Stored items from a collection:

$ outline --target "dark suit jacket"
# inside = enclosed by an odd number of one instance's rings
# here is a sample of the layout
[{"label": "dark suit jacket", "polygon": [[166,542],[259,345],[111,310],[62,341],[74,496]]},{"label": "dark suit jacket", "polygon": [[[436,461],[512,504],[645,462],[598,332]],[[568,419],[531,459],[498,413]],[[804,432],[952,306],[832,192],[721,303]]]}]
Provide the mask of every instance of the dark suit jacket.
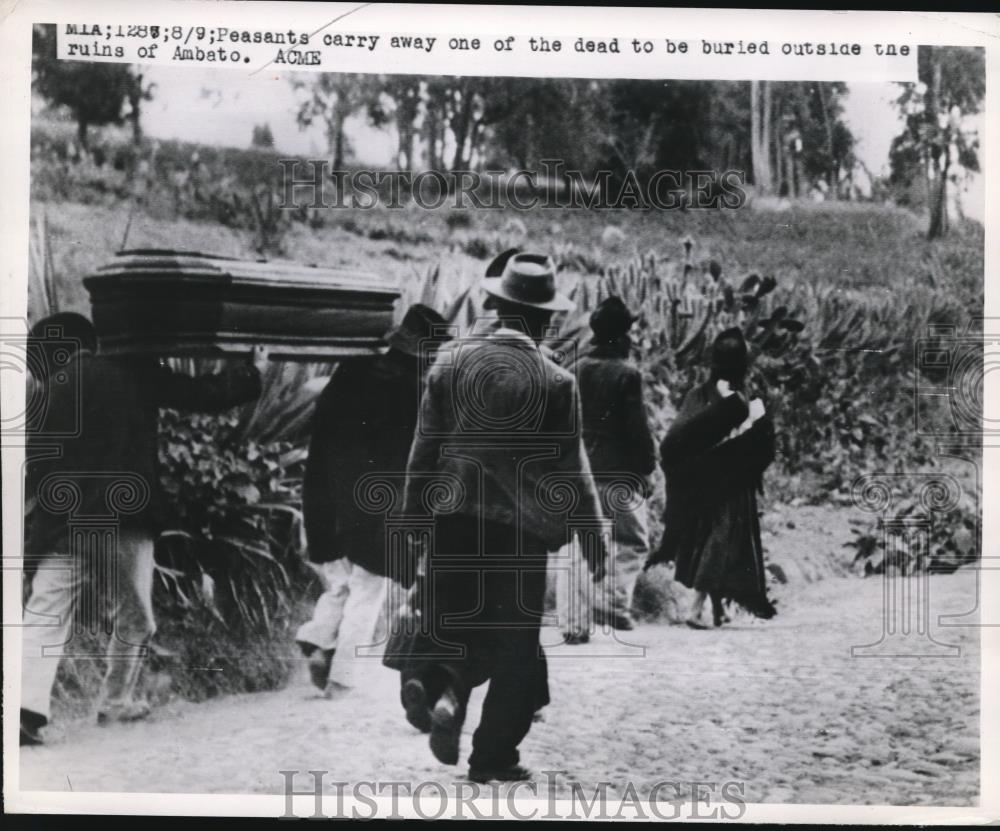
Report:
[{"label": "dark suit jacket", "polygon": [[313,416],[302,488],[312,562],[347,557],[375,574],[392,571],[385,514],[364,510],[355,491],[363,477],[381,473],[401,498],[420,384],[417,361],[390,350],[345,361],[326,385]]},{"label": "dark suit jacket", "polygon": [[[253,366],[193,378],[156,358],[75,355],[64,375],[49,380],[44,409],[29,429],[25,498],[35,508],[26,548],[68,553],[71,516],[114,514],[122,525],[152,533],[160,518],[160,408],[223,411],[260,389]],[[61,491],[57,480],[66,486]],[[63,501],[70,491],[75,504]]]},{"label": "dark suit jacket", "polygon": [[549,550],[567,543],[569,522],[602,517],[572,374],[499,323],[445,347],[428,373],[407,514],[426,512],[435,476],[454,485],[453,513],[514,526]]},{"label": "dark suit jacket", "polygon": [[595,473],[656,469],[656,445],[642,400],[638,367],[610,349],[594,347],[575,366],[583,404],[583,441]]}]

● Task statement
An exact copy of the entries, without any pictures, is what the answer should be.

● The completed task
$ outline --target "dark suit jacket"
# inside = enclosed by an odd number of one instance's rings
# here is a sample of the layout
[{"label": "dark suit jacket", "polygon": [[166,542],[259,345],[111,310],[62,341],[74,496]]},{"label": "dark suit jacket", "polygon": [[[436,461],[512,504],[645,462],[598,332]],[[568,419],[531,459],[498,413]],[[804,432],[952,306],[832,192],[721,303]]]}]
Provide the mask of every instance of the dark suit jacket.
Report:
[{"label": "dark suit jacket", "polygon": [[313,416],[302,488],[312,562],[347,557],[375,574],[392,571],[385,514],[364,510],[355,491],[363,477],[381,473],[401,498],[420,384],[417,361],[390,350],[345,361],[326,385]]},{"label": "dark suit jacket", "polygon": [[[253,366],[193,378],[156,358],[75,355],[64,375],[49,380],[44,409],[29,429],[25,498],[35,508],[26,548],[68,553],[71,516],[114,514],[122,525],[152,533],[160,518],[160,408],[223,411],[260,389]],[[61,491],[57,480],[66,486]],[[63,501],[70,491],[75,504]]]},{"label": "dark suit jacket", "polygon": [[549,550],[567,543],[569,522],[602,517],[572,374],[499,323],[445,347],[428,373],[407,514],[426,512],[435,476],[454,485],[453,513],[514,526]]},{"label": "dark suit jacket", "polygon": [[595,473],[656,469],[656,445],[642,400],[638,367],[610,349],[594,347],[575,366],[583,404],[583,441]]}]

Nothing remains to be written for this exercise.